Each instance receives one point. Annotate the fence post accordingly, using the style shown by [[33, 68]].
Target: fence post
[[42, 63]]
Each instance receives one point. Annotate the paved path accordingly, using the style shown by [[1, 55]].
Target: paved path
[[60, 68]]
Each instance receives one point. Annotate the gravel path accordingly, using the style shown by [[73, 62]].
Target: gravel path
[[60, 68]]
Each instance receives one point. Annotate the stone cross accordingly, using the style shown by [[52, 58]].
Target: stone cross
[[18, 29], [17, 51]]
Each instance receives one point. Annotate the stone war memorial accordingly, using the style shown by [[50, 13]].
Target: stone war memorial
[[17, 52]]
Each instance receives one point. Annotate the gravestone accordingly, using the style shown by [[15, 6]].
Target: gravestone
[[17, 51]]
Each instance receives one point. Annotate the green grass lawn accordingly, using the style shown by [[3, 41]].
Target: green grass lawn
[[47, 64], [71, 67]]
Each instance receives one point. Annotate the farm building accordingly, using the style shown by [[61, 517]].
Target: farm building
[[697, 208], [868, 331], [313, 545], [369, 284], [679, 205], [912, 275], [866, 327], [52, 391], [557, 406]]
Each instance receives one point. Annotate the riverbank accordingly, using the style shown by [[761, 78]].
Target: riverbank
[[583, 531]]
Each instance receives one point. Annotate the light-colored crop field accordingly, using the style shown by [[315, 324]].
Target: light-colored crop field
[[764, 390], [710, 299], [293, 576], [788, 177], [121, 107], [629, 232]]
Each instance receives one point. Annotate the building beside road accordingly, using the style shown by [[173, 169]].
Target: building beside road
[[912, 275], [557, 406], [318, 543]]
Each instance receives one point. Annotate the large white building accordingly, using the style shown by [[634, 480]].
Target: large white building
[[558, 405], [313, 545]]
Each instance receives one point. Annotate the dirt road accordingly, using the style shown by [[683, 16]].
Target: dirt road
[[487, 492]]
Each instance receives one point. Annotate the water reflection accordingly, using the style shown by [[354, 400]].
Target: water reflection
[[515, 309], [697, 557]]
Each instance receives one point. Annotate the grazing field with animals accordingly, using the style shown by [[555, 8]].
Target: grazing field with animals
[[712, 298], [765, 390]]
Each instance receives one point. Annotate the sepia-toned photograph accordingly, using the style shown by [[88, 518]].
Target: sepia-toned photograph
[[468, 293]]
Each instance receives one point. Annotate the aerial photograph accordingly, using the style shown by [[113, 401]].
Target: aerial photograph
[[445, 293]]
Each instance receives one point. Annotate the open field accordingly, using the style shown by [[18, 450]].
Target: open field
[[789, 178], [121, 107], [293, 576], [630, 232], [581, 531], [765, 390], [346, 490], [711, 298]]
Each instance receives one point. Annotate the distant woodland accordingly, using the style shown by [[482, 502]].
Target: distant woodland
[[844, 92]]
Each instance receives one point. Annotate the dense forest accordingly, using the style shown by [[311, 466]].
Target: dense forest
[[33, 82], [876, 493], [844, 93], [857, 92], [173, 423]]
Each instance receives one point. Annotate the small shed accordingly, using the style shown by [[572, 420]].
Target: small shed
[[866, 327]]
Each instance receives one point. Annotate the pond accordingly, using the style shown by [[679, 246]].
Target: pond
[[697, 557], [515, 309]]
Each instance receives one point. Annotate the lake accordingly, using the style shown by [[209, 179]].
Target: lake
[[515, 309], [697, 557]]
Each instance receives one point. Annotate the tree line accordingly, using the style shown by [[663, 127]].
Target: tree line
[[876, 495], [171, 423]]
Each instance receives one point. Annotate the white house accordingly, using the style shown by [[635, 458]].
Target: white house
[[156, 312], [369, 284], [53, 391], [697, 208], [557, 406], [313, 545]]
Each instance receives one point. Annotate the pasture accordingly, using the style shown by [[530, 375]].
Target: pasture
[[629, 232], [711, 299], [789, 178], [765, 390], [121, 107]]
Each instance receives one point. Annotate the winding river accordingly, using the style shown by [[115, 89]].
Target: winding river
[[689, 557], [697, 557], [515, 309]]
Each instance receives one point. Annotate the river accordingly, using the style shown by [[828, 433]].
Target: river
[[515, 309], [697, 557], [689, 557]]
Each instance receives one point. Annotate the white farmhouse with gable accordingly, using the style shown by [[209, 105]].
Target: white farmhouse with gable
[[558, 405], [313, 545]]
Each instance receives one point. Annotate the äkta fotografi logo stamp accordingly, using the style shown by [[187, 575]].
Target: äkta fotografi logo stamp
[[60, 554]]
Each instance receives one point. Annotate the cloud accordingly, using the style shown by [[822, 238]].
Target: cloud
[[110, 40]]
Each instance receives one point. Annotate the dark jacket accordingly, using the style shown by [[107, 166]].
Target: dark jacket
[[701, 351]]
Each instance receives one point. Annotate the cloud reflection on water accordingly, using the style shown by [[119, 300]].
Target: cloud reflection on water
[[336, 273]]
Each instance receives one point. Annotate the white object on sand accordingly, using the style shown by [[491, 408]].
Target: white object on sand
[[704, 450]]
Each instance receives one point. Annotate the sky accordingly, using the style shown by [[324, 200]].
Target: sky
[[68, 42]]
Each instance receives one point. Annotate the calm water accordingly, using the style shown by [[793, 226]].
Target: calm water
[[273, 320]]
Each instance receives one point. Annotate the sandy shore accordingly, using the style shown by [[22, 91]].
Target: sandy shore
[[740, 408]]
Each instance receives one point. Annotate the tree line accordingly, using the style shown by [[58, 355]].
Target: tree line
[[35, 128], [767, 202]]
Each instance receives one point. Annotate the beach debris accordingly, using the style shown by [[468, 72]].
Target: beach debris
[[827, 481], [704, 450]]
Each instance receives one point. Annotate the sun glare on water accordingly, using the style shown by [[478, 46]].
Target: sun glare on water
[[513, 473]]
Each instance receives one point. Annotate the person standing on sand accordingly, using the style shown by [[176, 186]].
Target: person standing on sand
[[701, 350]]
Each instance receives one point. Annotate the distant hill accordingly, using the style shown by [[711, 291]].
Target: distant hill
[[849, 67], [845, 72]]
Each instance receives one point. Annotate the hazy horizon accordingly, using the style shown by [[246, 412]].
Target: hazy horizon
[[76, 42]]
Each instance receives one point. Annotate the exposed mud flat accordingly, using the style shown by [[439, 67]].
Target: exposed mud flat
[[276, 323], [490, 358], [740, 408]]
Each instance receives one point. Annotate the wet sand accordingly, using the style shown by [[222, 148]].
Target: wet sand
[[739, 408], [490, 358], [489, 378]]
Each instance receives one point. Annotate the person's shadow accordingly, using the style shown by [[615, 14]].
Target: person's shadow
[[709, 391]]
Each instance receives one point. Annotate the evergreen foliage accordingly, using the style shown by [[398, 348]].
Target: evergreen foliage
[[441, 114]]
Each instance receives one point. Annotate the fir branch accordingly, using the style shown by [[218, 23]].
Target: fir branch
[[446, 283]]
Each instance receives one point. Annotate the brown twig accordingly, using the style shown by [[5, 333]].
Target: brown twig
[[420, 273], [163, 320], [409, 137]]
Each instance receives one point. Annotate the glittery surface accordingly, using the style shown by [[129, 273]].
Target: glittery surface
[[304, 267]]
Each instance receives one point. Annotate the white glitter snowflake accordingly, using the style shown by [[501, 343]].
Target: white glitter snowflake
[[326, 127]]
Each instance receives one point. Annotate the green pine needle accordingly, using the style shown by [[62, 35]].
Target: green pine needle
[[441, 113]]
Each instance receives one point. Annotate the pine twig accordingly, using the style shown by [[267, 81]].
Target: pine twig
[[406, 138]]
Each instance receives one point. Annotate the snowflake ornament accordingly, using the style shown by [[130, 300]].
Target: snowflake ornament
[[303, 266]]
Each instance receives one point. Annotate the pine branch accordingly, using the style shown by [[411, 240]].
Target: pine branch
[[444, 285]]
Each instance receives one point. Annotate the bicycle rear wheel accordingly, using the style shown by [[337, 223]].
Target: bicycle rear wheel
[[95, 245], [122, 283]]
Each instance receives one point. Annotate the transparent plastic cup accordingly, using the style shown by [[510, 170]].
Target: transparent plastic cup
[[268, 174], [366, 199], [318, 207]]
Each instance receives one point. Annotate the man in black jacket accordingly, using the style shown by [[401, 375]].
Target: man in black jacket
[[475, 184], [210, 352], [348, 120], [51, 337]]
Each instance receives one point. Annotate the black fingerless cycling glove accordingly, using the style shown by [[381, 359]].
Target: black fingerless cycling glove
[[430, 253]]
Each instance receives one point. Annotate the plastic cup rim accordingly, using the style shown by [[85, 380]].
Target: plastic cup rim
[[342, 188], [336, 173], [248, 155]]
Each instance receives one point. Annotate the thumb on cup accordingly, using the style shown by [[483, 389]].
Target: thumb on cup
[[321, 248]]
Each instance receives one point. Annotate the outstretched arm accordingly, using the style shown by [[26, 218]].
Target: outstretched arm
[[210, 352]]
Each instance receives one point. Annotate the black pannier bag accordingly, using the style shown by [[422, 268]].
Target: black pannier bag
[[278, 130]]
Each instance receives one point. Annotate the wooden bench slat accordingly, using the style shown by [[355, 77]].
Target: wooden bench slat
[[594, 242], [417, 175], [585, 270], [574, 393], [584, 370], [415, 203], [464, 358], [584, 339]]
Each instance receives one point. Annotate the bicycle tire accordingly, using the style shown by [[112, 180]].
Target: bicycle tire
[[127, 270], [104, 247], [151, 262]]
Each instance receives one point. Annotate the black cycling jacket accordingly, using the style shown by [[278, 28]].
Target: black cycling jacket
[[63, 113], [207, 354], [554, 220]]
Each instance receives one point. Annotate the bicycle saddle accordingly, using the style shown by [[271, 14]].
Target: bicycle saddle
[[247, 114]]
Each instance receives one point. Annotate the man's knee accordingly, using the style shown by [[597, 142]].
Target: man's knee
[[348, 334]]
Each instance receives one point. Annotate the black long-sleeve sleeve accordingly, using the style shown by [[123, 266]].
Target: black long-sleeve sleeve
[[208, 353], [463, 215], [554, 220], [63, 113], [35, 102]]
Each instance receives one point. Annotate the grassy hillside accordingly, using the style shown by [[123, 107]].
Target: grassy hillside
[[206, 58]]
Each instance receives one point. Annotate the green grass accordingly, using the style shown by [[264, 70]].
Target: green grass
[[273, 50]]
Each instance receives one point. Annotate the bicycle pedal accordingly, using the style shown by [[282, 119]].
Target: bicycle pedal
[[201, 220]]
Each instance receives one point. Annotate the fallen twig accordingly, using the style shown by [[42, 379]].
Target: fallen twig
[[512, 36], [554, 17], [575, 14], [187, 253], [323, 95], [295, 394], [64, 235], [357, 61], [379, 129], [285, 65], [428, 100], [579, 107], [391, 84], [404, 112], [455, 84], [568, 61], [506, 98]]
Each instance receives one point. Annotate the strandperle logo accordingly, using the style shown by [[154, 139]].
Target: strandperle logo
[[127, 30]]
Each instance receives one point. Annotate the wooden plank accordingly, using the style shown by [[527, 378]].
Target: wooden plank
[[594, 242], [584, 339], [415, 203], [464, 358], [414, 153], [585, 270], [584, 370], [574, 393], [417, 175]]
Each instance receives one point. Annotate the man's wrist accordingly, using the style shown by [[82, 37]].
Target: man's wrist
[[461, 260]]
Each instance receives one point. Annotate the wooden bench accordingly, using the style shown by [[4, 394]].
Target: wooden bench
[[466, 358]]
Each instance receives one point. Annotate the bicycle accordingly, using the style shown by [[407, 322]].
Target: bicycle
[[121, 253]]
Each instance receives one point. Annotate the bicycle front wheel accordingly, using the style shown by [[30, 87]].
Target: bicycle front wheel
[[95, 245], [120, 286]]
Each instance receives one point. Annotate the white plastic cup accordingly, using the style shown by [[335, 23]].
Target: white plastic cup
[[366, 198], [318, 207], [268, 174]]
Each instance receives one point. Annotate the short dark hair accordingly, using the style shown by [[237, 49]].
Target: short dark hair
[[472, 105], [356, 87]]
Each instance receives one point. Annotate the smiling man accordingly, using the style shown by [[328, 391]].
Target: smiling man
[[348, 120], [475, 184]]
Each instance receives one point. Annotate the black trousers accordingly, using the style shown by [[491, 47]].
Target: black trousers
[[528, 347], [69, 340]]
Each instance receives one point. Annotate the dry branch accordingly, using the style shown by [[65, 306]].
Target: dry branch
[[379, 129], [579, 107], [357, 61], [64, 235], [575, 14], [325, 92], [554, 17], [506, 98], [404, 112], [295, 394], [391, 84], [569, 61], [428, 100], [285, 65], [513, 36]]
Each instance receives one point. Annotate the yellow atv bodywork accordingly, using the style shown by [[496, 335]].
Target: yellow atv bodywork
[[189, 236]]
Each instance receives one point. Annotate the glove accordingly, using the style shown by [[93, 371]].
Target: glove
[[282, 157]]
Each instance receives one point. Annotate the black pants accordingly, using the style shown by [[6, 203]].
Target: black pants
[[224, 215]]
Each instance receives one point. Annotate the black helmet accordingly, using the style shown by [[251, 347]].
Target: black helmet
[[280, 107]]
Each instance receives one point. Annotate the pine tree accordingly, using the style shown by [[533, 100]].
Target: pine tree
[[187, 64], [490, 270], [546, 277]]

::::::

Give the part of the material that opens with the line containing "Each instance receives one point. Annotate the smiling" and closes with the line containing "[[528, 347], [69, 340]]" as a JSON list of strings, with one string for each line and blank lines left out.

[
  "Each instance receives one point. Annotate the smiling man accordingly, using the style shown by [[328, 391]].",
  "Target: smiling man",
  "[[348, 120], [475, 184]]",
  "Each instance receives one point. Annotate the black trousers accordingly, using the style shown by [[491, 47]].",
  "Target: black trousers",
  "[[528, 347], [69, 340]]"
]